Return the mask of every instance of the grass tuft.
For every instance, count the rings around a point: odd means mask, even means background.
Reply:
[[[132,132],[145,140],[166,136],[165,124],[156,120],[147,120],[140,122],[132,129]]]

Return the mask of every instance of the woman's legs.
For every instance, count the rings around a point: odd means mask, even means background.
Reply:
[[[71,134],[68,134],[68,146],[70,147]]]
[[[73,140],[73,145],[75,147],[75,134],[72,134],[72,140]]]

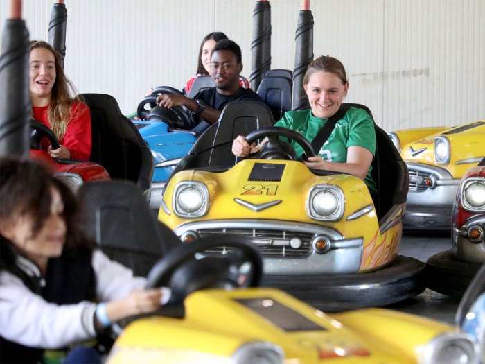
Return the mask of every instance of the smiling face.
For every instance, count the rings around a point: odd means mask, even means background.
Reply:
[[[66,241],[64,202],[57,189],[51,188],[51,194],[50,214],[36,233],[33,231],[34,220],[28,214],[0,224],[1,234],[36,263],[42,271],[46,269],[49,258],[61,255]]]
[[[215,43],[216,42],[214,40],[210,39],[204,43],[202,46],[200,60],[208,74],[211,73],[211,54],[212,54],[212,50],[215,46]]]
[[[55,58],[46,48],[34,48],[29,59],[30,96],[34,106],[51,102],[55,82]]]
[[[349,83],[335,73],[318,71],[303,85],[314,116],[327,119],[335,114],[347,95]]]
[[[211,76],[220,94],[232,95],[239,89],[239,75],[242,70],[242,64],[238,63],[231,51],[215,51],[212,53]]]

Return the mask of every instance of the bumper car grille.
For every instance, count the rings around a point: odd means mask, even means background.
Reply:
[[[302,257],[312,251],[313,234],[301,232],[285,232],[260,229],[224,229],[199,230],[200,236],[217,239],[218,236],[230,234],[241,236],[252,242],[258,248],[263,257]],[[207,252],[224,254],[231,250],[221,246]]]

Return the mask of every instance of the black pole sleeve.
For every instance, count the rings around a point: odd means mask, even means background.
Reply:
[[[292,110],[308,109],[310,104],[303,88],[303,78],[313,60],[313,15],[310,10],[300,10],[294,37]]]
[[[48,24],[48,43],[60,53],[62,67],[64,67],[64,58],[66,57],[67,24],[66,6],[64,3],[54,3]]]
[[[28,156],[32,107],[29,34],[25,21],[7,19],[0,55],[0,156]]]
[[[251,88],[258,89],[271,68],[271,6],[269,1],[256,1],[253,11],[253,41],[251,42]]]

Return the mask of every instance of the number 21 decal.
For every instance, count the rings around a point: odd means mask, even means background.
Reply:
[[[241,195],[267,195],[274,196],[276,194],[277,184],[245,184],[242,187],[245,191]]]

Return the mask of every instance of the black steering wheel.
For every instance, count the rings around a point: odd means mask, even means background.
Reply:
[[[191,129],[192,121],[191,116],[181,106],[175,106],[167,109],[162,106],[152,107],[150,110],[146,109],[148,105],[155,105],[157,95],[145,96],[136,108],[138,117],[143,120],[159,120],[168,124],[171,128],[179,129]]]
[[[42,149],[40,142],[44,138],[47,138],[52,146],[53,149],[58,149],[60,146],[59,139],[50,128],[44,125],[40,121],[33,119],[30,119],[30,148]]]
[[[294,150],[289,143],[283,141],[278,137],[285,137],[290,141],[296,141],[301,148],[307,157],[315,157],[315,153],[313,147],[305,137],[299,132],[282,128],[281,126],[269,126],[262,128],[250,132],[246,137],[246,140],[252,144],[258,139],[267,137],[268,141],[265,143],[261,149],[258,152],[249,155],[249,158],[258,159],[286,159],[296,160],[296,153]]]
[[[158,87],[153,89],[153,91],[152,91],[150,95],[158,95],[159,94],[170,94],[172,95],[184,94],[182,91],[176,89],[175,87],[171,87],[170,86],[159,86]],[[151,109],[155,106],[157,106],[157,104],[155,102],[150,103],[150,107]]]
[[[229,252],[208,252],[222,247]],[[242,275],[240,268],[245,263],[250,268]],[[147,288],[168,286],[170,302],[180,303],[200,289],[256,287],[262,273],[263,259],[253,243],[229,235],[217,239],[202,237],[170,250],[150,270]]]

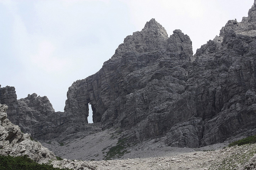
++++
§ Required work
Can you print all of the records above verbatim, without the pictures?

§ The completed task
Return the mask of every instance of the grass tuft.
For every instance, count the rings around a point: odd means mask, even means background.
Reply:
[[[132,132],[145,140],[166,136],[165,124],[156,120],[147,120],[140,122],[132,129]]]

Return the mask of every instance of the woman's legs.
For every instance, count the rings around a point: odd means mask, even means background.
Reply:
[[[71,134],[68,134],[68,146],[70,147]]]
[[[73,140],[73,145],[75,147],[75,134],[72,134],[72,140]]]

Return the mask of every instance of the smiling face.
For every instance, count the rings around a point: odd means mask, even means background.
Reply:
[[[66,241],[64,202],[57,189],[51,188],[51,194],[50,214],[36,233],[33,231],[34,220],[28,214],[0,224],[1,234],[36,263],[42,271],[46,269],[49,258],[61,255]]]
[[[215,43],[216,42],[214,40],[210,39],[204,43],[202,46],[200,60],[208,74],[211,73],[211,54],[212,54],[212,50],[215,46]]]
[[[55,58],[46,48],[34,48],[29,59],[30,96],[34,106],[51,102],[55,82]]]
[[[349,83],[335,73],[318,71],[303,85],[314,116],[327,119],[335,114],[347,95]]]
[[[211,76],[220,94],[232,95],[239,89],[239,75],[242,70],[242,64],[238,63],[231,51],[215,51],[212,53]]]

Return the mask of every instance of the bumper car grille.
For every instance, count the rings around a point: odd means mask, even means background.
Reply:
[[[302,257],[312,251],[313,234],[301,232],[285,232],[260,229],[224,229],[199,230],[200,236],[217,239],[218,236],[230,234],[241,236],[252,242],[258,248],[263,257]],[[207,252],[224,254],[231,250],[221,246]]]

Return the mask of every instance of the black pole sleeve.
For every instance, count the rings around a point: odd means mask, even means background.
Reply:
[[[292,110],[308,109],[310,104],[303,88],[303,78],[313,60],[313,15],[310,10],[300,10],[294,37]]]
[[[48,24],[48,43],[60,53],[62,67],[64,67],[64,58],[66,57],[67,24],[66,6],[64,3],[54,3]]]
[[[28,156],[32,107],[29,34],[25,21],[7,19],[0,55],[0,156]]]
[[[251,88],[258,89],[271,68],[271,6],[269,1],[256,1],[253,11],[253,41],[251,42]]]

Return the mask of every instance of the number 21 decal.
For every instance, count the rings around a point: odd means mask, even means background.
Reply:
[[[241,195],[267,195],[274,196],[276,194],[277,184],[245,184],[242,187],[245,191]]]

Return the mask of every instance of the black steering wheel.
For every instance, count the rings around a point: odd means mask, even means background.
Reply:
[[[191,129],[192,121],[191,116],[181,106],[175,106],[167,109],[162,106],[152,107],[150,110],[146,109],[148,105],[155,105],[157,95],[145,96],[136,108],[138,117],[143,120],[159,120],[168,124],[171,128],[179,129]]]
[[[42,149],[40,142],[44,138],[47,138],[52,146],[53,149],[58,149],[60,146],[59,139],[50,128],[44,125],[40,121],[33,119],[30,119],[30,148]]]
[[[294,150],[289,143],[283,141],[278,137],[285,137],[290,141],[296,141],[301,148],[307,157],[315,157],[315,153],[313,147],[305,137],[299,132],[282,128],[281,126],[269,126],[262,128],[250,132],[246,137],[246,140],[252,144],[258,139],[267,137],[268,141],[265,143],[261,149],[258,152],[249,155],[249,158],[258,159],[286,159],[296,160],[296,153]]]
[[[158,87],[153,89],[153,91],[152,91],[150,95],[158,95],[159,94],[170,94],[172,95],[184,94],[182,91],[176,89],[175,87],[171,87],[170,86],[159,86]],[[151,109],[155,106],[157,106],[157,104],[155,102],[150,103],[150,107]]]
[[[229,252],[208,252],[222,247]],[[242,275],[240,268],[245,263],[250,268]],[[147,288],[168,286],[170,302],[180,303],[200,289],[256,287],[262,273],[263,259],[253,243],[229,235],[217,239],[202,237],[170,250],[150,270]]]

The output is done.